Return only the line that contains "of the secondary" and each line after it, through the last line of the data below, copied exactly.

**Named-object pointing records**
☆ ☆ ☆ ☆
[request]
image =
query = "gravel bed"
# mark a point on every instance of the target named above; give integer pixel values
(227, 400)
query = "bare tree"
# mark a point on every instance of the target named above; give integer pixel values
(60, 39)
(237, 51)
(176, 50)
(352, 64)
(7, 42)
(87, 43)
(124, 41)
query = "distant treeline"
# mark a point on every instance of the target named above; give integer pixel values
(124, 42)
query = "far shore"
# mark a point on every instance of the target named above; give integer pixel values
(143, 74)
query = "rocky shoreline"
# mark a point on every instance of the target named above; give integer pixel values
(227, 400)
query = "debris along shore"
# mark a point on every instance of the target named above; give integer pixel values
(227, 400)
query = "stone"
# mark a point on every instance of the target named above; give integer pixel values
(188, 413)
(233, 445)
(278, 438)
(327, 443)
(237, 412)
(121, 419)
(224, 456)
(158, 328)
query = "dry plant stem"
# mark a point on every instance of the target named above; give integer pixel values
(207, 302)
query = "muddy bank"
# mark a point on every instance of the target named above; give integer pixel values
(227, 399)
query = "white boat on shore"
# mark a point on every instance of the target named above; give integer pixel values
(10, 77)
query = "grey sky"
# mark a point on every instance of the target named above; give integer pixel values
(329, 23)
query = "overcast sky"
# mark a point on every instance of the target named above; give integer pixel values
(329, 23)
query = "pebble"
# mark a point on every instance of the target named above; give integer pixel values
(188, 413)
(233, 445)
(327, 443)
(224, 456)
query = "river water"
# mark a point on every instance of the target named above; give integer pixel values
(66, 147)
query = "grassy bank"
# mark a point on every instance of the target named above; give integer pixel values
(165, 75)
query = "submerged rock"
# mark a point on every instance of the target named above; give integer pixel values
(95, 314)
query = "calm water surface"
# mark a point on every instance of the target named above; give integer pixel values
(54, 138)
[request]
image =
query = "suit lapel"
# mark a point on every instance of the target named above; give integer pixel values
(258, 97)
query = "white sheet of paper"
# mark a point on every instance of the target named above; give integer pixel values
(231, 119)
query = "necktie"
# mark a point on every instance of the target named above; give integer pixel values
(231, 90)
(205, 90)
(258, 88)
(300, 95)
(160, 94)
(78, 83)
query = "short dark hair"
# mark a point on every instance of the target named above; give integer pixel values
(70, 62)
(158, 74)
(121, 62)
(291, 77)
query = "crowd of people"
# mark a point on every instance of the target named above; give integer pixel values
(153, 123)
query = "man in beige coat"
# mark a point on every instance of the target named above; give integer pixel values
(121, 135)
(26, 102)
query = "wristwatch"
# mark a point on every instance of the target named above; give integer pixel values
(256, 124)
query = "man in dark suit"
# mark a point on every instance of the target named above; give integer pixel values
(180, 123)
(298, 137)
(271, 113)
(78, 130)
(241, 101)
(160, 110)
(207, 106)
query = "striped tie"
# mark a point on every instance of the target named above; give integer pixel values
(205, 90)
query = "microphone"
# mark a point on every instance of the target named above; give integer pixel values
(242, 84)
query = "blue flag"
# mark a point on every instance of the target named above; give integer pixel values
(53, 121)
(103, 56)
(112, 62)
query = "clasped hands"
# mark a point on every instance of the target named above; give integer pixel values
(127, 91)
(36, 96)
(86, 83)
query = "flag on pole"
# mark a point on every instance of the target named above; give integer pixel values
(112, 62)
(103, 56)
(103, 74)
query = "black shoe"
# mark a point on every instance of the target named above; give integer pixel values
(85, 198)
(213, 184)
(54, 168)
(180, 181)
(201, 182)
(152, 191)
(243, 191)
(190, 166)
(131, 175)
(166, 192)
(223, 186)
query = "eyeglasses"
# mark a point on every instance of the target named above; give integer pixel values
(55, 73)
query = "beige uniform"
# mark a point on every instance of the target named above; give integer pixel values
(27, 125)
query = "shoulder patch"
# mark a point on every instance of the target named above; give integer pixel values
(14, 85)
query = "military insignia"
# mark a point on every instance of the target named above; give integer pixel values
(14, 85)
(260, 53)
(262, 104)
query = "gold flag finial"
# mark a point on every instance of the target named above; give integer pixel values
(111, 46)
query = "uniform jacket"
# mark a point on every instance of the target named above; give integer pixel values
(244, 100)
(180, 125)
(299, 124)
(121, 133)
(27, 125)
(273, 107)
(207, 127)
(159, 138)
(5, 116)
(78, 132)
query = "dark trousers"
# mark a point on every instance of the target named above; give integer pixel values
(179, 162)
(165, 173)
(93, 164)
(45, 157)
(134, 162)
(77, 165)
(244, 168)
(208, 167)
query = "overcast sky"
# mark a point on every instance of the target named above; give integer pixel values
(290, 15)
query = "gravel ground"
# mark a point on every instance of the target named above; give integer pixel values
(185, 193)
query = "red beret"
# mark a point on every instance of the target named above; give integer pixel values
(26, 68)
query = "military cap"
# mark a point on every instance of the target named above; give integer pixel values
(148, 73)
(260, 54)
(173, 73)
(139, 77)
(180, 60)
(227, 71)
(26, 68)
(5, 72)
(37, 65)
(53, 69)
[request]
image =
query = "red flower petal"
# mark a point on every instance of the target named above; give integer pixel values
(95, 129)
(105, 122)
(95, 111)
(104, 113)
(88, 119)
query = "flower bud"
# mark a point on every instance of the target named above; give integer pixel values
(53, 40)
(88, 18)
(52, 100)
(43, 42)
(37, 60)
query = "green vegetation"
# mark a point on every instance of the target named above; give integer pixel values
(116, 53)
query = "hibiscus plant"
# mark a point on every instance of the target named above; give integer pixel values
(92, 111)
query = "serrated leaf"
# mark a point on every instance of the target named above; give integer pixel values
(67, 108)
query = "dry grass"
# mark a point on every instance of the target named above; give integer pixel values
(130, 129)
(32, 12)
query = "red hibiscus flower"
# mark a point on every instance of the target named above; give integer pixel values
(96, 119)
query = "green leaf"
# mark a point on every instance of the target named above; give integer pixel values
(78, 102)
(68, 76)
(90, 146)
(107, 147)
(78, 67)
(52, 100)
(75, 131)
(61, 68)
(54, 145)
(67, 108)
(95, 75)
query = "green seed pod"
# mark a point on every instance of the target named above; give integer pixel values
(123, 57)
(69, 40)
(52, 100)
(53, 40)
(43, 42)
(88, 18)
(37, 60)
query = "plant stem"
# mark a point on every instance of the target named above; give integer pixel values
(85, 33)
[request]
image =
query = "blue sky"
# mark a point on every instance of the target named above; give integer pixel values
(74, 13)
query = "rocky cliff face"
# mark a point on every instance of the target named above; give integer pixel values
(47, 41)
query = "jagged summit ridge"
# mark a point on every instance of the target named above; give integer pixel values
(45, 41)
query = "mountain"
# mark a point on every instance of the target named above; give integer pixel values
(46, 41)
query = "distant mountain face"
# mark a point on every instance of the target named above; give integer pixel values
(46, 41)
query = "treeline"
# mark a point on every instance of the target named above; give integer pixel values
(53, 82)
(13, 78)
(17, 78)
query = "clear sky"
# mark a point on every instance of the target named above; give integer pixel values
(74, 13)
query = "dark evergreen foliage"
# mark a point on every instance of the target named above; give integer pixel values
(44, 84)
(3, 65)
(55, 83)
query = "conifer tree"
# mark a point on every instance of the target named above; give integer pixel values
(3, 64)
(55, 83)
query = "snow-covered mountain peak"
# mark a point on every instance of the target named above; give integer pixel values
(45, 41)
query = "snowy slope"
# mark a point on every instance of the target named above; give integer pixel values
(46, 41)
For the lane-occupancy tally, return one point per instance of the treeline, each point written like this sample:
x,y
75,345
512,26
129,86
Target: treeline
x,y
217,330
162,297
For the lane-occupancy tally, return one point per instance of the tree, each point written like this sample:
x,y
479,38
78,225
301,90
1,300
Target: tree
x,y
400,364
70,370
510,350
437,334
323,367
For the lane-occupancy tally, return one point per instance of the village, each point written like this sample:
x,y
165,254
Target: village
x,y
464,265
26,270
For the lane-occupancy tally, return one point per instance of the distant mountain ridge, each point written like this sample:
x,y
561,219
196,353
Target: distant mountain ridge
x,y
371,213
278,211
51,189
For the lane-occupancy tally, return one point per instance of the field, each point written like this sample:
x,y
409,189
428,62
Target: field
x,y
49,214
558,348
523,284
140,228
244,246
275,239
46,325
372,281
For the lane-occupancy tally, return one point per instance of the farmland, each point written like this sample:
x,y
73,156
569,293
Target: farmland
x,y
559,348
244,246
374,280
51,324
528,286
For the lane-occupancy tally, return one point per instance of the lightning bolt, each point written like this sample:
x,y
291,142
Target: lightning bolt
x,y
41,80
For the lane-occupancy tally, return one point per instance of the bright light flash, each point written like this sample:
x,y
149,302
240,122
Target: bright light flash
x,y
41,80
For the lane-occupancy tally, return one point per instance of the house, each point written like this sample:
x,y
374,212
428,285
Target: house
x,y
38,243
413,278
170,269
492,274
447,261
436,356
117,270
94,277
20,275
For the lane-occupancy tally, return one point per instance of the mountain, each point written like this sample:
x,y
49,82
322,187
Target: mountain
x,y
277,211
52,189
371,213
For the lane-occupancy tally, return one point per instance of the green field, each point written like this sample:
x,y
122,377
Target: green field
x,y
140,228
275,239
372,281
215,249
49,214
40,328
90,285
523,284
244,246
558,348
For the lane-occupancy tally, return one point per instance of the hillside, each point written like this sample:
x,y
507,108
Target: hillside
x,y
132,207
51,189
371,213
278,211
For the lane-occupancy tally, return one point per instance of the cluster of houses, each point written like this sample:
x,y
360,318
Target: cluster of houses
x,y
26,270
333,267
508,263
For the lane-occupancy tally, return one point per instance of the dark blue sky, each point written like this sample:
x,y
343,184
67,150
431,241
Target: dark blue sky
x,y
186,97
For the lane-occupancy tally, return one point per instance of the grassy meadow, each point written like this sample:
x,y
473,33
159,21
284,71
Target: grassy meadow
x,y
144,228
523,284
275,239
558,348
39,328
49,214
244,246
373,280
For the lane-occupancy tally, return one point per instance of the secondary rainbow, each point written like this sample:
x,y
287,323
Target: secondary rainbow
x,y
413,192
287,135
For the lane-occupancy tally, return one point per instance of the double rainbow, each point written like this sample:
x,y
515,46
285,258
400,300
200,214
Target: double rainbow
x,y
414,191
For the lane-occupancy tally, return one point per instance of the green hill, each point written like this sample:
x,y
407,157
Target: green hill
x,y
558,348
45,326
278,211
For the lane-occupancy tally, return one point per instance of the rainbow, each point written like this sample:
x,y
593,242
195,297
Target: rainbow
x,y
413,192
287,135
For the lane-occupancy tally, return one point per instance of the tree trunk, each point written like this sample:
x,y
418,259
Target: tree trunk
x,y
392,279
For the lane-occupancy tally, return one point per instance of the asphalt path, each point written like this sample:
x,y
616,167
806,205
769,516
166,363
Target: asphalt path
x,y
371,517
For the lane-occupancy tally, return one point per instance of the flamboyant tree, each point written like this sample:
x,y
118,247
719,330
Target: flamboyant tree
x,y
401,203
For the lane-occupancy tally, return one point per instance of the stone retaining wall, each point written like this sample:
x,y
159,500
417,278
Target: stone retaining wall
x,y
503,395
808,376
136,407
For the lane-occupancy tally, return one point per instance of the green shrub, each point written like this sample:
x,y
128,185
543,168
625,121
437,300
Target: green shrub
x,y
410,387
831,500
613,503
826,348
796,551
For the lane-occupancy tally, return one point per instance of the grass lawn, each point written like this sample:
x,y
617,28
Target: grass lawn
☆ ☆ ☆ ☆
**THE RESULT**
For the lane-occupancy tally, return one point per instance of the secondary rainbow, each point written like this sample:
x,y
287,323
Target: secondary rainbow
x,y
413,192
287,135
For the lane-occupancy tally, return one point per instance of the double rainbow, each point written like this sample:
x,y
515,46
285,258
400,300
200,214
Target: double rainbow
x,y
414,191
For the lane-occupancy tally, return one point per instance of the green hill, each point written like this sample:
x,y
407,157
Target: green hill
x,y
558,348
45,326
278,211
For the lane-occupancy tally, return one point per instance of the rainbow, each point written like this sample:
x,y
593,242
195,297
Target: rainbow
x,y
413,192
287,135
For the lane-occupancy tally, return one point per instance of the tree trunk, each point written like this sample:
x,y
418,259
Target: tree trunk
x,y
392,279
For the lane-occupancy tally, return one point per instance of the asphalt path, each point written like this sample:
x,y
616,167
806,205
769,516
166,363
Target: asphalt path
x,y
371,517
For the lane-occupancy tally, return one point per instance of the flamboyant tree, each point written like this sample:
x,y
118,247
719,330
Target: flamboyant tree
x,y
401,203
For the lane-occupancy tally, return one point per instance of the stone retaining wall, each point written like this sample:
x,y
159,500
417,278
Target: stone retaining wall
x,y
503,395
808,376
136,407
For the lane-occupancy tally, return one point per instance of the green shrub, each point written like this sample:
x,y
128,185
543,168
625,121
437,300
Target: green shrub
x,y
410,387
831,500
613,503
826,348
796,551
For the lane-occupancy tally, return one point per instance of the grass lawn, each point written like this sample:
x,y
617,28
Target: grass lawn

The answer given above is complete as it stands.